Activity -
What you return must match the material exactly, with every line present.

Material supplied -

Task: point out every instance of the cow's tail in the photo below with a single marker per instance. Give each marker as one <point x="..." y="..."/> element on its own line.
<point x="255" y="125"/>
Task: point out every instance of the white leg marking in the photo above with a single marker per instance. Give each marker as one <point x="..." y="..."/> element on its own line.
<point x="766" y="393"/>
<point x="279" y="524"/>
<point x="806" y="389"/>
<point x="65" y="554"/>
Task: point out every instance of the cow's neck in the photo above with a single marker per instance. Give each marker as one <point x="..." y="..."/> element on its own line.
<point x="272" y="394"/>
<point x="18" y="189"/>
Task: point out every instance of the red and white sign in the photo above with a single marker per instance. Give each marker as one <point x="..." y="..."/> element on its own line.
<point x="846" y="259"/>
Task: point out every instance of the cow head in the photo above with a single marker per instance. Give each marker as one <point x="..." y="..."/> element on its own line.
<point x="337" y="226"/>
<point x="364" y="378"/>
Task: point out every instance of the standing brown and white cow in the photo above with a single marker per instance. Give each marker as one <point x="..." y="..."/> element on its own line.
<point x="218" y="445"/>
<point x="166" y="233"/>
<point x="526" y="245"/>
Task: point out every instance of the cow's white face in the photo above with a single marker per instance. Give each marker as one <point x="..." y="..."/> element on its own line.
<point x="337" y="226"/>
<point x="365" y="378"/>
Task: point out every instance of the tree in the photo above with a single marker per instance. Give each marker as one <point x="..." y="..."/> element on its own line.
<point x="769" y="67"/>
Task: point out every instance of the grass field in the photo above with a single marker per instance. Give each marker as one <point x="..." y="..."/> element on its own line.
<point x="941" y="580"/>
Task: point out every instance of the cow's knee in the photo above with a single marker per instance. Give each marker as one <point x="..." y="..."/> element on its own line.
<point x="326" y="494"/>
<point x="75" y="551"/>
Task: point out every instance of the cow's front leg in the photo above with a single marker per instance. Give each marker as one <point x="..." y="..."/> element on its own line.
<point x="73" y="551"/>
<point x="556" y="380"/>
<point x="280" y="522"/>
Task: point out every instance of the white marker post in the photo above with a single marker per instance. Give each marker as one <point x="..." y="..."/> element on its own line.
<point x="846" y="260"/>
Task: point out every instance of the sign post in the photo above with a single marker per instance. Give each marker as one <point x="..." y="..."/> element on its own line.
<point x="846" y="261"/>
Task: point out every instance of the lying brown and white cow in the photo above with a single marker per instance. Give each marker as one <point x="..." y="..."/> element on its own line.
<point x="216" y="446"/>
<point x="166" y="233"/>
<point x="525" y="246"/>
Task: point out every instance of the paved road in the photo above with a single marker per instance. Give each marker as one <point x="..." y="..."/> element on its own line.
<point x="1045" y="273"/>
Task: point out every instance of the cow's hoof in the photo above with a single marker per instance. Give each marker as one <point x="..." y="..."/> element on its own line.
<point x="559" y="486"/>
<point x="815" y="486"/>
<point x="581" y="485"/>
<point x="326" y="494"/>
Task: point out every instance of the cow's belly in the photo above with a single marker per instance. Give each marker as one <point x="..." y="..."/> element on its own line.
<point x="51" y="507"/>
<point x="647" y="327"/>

Answer box -
Task: point out every instance of the cow's tail in the photo below with a single marker per instance. Give each marker as one <point x="..." y="..."/> element on its own line.
<point x="255" y="125"/>
Task: point out every instance of the white leg marking in the photo above with a single marker per instance. Give each marker as one <point x="..." y="..."/> element on its own line.
<point x="766" y="393"/>
<point x="279" y="524"/>
<point x="806" y="389"/>
<point x="65" y="554"/>
Task: point out every instance of the cow's neck in the photo above with a single marker per instance. Give each marker as one <point x="..." y="..."/> element on its own line.
<point x="272" y="394"/>
<point x="18" y="189"/>
Task: point out every instance of the red and white sign in the photo above with a single marker per instance. Give each marker as one <point x="..." y="..."/> element on its own line.
<point x="846" y="259"/>
Task: point out every instance of the cow head in the photo above with a single marker per instance. Give each marker as one <point x="..." y="..."/> element on its own line.
<point x="337" y="226"/>
<point x="364" y="378"/>
Task: point out every instance of the standing brown and white cow in the photo above with a single marker per instance. Give each marker as one <point x="..." y="..."/> element on its own line.
<point x="218" y="445"/>
<point x="166" y="233"/>
<point x="526" y="245"/>
Task: point out every instance of the cow's white face in the photo above with a single marker per instance. Give each marker as one <point x="..." y="..."/> element on its own line.
<point x="337" y="226"/>
<point x="365" y="378"/>
Task: point out every instance of the tree in the photo above with a single marker per instance. Give each marker as one <point x="..." y="..."/> element on its own line.
<point x="769" y="67"/>
Task: point out every instance of the grass field in the photo above with a single marker per instance. Give each marker as one <point x="..." y="..."/> element on its own line.
<point x="941" y="580"/>
Task: point out every instance of the cow's knee in the photo above with a single marker per instance. Give each marker as one <point x="..." y="..."/> element on its own line.
<point x="326" y="494"/>
<point x="75" y="551"/>
Task: point out every instance of the cow's front leg in the photo above with a single marker per instance. Give each marker as one <point x="..." y="..."/> element on its own line.
<point x="73" y="551"/>
<point x="556" y="380"/>
<point x="280" y="522"/>
Task: point out every instance of the white marker post in the photo above with a single marker per instance. Give each marker as one <point x="..." y="..."/> element on its own line.
<point x="846" y="260"/>
Task: point out every instance of the sign post in the photo above with a single marker per instance. Give each marker as one <point x="..." y="..."/> element on its own line.
<point x="846" y="261"/>
Task: point out every instance of the lying brown and white cow in the photo above with a single marker per instance. Give each marker as one <point x="..." y="..."/> element on its own line.
<point x="216" y="446"/>
<point x="166" y="233"/>
<point x="525" y="246"/>
Task: point out every instance of the paved road in the photo above with a single marker per instance. Give each marker as one <point x="..." y="..."/> element on its own line.
<point x="1045" y="273"/>
Task: point out every instance of the cow's hoof in the photo above with a single marker per instance. Give each marker as one <point x="..." y="..."/> element on its own line.
<point x="559" y="486"/>
<point x="815" y="486"/>
<point x="581" y="485"/>
<point x="326" y="494"/>
Task: point out every instance of the cow's belly in the photo above with a single marker per instance. Give each marker as one <point x="..." y="..."/> element on its own line.
<point x="51" y="507"/>
<point x="647" y="327"/>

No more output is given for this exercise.